Honoring legendary filmmaker Stanley Kubrick, The Contemporary Jewish Museum is displaying about 1,000 objects including memorabilia, letters, personal notes, production photographs, props and scripts. This is the 15th presentation of Stanley Kubrick: The Exhibition, taking its turn in San Francisco as of June 30 and continuing to be on display until October 30. The exhibit spans the whole career of Kubrick in film from 1945 to 1999, starting from when he was a photojournalist in the 1940s. Some fun relics from the past include the little girls’ twin dresses from The Shining, Venetian masks from Eyes Wide Shut and Joker’s helmet from Full Metal Jacket.

Kubrick immediately grew as a highly respected photographer and went on to make short films. The exhibition showcases some of his first films: Fear and Desire, Killer’s Kiss and Paths of Glory as well as the cameras used to to create these cult classics. 

The exhibition then breaks into more familiar territory with his color, mid-career films, like Barry Lyndon, A Clockwork Orange, 2001: A Space Odyssey and then ends with The Shining, Full Metal Jacket and Eyes Wide Shut. There’s also a separate small room that contains all of the research Kubrick had been doing for two years prior to his death on Napoleon. He was fascinated with Napoleon’s attitude towards Britain and Jan Harlan, an executive producer who worked with Kubrick for 30 years, said that this influence of Napoleon fascinated Kubrick in terms of foreign relations.
===
- **TASK LIST**:
**A)** Translate this sentence from the passage about the Kubrick exhibition into Spanish: "Kubrick immediately grew as a highly respected photographer and went on to make short films."
**B)** State how many lines of the rows below contain the word "written", and give only the number.
===
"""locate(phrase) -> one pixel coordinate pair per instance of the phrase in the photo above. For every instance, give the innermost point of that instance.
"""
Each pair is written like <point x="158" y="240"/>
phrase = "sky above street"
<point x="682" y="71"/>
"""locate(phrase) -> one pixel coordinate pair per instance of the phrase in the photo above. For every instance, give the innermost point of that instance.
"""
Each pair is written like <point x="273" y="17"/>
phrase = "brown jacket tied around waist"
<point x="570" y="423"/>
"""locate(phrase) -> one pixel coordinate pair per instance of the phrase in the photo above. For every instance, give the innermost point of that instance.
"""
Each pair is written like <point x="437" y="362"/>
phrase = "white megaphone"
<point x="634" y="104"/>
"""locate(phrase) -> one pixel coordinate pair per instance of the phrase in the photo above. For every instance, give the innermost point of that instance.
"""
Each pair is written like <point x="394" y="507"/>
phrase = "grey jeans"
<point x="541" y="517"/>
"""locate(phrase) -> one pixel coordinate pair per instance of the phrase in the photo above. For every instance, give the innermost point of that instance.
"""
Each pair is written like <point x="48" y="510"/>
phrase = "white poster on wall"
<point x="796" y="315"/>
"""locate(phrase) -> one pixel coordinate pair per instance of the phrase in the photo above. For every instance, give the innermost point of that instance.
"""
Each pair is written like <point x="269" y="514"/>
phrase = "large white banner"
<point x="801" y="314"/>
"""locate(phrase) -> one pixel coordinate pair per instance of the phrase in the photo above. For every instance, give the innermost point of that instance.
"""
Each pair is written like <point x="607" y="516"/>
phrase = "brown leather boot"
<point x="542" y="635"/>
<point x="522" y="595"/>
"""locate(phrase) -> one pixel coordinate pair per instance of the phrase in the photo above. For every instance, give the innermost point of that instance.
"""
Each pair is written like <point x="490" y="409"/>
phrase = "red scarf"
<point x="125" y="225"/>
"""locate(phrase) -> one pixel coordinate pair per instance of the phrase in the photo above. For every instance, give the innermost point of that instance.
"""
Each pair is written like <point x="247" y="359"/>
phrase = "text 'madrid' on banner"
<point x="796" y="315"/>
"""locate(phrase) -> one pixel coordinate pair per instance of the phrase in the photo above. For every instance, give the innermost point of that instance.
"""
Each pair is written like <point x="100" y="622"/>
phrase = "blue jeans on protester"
===
- **CORRECT ANSWERS**:
**A)** Kubrick se convirtió de inmediato en un fotógrafo muy respetado y pasó a realizar cortometrajes.

**B)** 10